Exercise prompt
Could you restate word for word every line of the records below, from the first one to the one holding "distance in the photo above."?

(Natural-language object grounding data)

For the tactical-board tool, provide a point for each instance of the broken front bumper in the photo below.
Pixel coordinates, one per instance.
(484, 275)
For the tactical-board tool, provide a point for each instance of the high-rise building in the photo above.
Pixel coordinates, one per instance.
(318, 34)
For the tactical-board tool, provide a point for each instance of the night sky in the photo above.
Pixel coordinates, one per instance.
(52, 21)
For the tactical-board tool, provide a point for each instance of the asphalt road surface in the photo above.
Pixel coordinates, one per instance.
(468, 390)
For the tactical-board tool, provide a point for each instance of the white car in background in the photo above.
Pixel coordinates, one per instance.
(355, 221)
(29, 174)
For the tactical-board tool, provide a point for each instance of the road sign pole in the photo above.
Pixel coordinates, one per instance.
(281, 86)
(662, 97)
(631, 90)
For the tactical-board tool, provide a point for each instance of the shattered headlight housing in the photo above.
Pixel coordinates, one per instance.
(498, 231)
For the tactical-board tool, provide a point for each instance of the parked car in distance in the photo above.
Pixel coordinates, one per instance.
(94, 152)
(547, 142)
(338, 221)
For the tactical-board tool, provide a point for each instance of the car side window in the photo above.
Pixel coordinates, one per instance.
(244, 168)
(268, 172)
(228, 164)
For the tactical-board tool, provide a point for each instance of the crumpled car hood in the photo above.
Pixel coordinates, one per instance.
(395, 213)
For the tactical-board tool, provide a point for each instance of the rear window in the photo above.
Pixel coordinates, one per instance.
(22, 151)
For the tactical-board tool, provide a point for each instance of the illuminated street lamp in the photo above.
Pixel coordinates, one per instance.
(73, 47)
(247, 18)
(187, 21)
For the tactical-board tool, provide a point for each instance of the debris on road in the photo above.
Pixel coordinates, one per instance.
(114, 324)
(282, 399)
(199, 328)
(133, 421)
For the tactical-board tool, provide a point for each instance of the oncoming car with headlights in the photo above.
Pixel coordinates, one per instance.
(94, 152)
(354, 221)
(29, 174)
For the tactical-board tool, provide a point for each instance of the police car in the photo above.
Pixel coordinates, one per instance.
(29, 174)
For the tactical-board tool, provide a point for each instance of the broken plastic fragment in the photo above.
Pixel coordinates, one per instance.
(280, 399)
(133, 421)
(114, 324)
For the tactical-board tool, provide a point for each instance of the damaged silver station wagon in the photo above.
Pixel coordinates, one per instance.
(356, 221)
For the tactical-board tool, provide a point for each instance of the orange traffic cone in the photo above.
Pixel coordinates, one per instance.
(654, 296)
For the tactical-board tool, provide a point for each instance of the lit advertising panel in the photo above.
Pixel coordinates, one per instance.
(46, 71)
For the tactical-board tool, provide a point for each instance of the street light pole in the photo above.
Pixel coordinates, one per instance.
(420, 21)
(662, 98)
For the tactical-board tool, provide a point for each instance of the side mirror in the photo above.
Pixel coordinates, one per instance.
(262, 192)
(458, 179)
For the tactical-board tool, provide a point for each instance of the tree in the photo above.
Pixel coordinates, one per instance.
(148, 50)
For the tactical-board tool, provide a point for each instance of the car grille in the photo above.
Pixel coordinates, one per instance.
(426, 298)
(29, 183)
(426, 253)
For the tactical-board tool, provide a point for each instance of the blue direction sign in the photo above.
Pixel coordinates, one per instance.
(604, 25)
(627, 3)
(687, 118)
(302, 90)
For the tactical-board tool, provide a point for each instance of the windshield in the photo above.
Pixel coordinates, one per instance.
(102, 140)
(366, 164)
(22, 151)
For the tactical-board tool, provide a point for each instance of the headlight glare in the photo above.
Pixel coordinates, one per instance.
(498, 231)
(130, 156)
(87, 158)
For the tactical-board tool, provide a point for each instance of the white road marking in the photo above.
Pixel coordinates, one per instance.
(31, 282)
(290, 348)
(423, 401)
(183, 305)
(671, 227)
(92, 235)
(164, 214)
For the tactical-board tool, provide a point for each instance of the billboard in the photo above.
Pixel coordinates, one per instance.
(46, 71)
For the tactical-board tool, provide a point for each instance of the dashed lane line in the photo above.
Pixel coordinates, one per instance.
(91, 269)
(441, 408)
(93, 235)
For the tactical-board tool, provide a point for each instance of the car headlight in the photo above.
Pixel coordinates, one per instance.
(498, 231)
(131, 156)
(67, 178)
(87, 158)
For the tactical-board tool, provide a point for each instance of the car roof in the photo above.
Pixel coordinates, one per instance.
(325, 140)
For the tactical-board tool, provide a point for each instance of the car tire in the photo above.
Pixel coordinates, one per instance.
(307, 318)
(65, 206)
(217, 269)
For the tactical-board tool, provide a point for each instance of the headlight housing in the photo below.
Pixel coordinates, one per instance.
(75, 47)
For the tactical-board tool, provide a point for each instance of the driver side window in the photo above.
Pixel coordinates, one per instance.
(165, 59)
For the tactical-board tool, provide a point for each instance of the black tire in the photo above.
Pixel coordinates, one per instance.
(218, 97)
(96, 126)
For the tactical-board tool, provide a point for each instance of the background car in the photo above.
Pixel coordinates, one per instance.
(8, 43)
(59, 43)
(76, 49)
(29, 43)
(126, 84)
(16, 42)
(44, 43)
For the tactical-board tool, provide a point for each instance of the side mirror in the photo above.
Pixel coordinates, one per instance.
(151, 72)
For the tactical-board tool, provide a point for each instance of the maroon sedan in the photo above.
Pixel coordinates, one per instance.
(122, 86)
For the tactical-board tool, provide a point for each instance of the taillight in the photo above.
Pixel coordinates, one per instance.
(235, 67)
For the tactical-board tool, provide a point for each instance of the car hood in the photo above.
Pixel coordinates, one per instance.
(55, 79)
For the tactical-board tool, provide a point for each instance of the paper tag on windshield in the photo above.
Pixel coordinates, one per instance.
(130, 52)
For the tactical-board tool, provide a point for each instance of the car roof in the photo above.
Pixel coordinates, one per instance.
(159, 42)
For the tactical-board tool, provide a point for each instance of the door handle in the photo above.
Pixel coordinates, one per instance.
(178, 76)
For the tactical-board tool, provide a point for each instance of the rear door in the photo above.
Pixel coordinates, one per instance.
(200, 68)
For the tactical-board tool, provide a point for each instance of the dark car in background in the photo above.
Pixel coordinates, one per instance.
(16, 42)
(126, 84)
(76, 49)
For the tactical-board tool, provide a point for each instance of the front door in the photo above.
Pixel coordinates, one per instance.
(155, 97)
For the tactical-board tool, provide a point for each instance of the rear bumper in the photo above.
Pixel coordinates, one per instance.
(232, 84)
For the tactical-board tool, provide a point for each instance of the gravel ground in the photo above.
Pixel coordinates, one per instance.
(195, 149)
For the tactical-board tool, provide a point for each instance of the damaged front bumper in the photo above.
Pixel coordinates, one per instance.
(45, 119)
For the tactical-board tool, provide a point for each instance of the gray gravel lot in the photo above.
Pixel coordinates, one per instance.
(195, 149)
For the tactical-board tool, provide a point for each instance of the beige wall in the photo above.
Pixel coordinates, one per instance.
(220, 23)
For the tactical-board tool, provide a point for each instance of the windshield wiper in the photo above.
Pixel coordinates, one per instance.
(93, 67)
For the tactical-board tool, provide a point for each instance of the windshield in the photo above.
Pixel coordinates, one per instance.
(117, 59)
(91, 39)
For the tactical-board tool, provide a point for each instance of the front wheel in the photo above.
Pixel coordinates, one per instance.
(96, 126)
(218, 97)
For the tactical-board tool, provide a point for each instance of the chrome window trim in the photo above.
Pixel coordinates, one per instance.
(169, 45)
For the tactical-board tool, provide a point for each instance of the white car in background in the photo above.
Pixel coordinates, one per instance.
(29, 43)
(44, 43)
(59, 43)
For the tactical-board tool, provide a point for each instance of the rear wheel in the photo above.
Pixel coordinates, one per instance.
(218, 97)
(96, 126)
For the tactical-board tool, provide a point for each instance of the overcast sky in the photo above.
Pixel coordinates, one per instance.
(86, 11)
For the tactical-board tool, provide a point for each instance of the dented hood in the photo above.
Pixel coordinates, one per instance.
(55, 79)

Written response
For the tactical-board tool, provide a point for each instance of the broken front bumper in the photo below.
Pixel coordinates, one per instance.
(484, 275)
For the tactical-board tool, provide a point for each instance of the high-rise building in the photo above.
Pixel coordinates, one per instance.
(318, 34)
For the tactical-board tool, provide a point for each instance of the night sky in the photo above.
Pixel coordinates, one per instance.
(52, 21)
For the tactical-board tool, provide a point for each instance of the asphalt road surface in the photo above.
Pixel coordinates, one per instance.
(468, 390)
For the tactical-board tool, provide a point for each instance of the white car in background in the photo above.
Pixel coordinates, one per instance.
(355, 221)
(29, 174)
For the tactical-board tool, provide a point for each instance of the road sign pole in the photo above.
Pixel coordinates, one per instance.
(281, 86)
(662, 97)
(631, 90)
For the tactical-board tool, provide a point for each instance of the shattered headlight housing in the photo above.
Pixel coordinates, one per instance.
(498, 231)
For the tactical-board tool, provide a point for each instance of the parked car in distance in the photo above.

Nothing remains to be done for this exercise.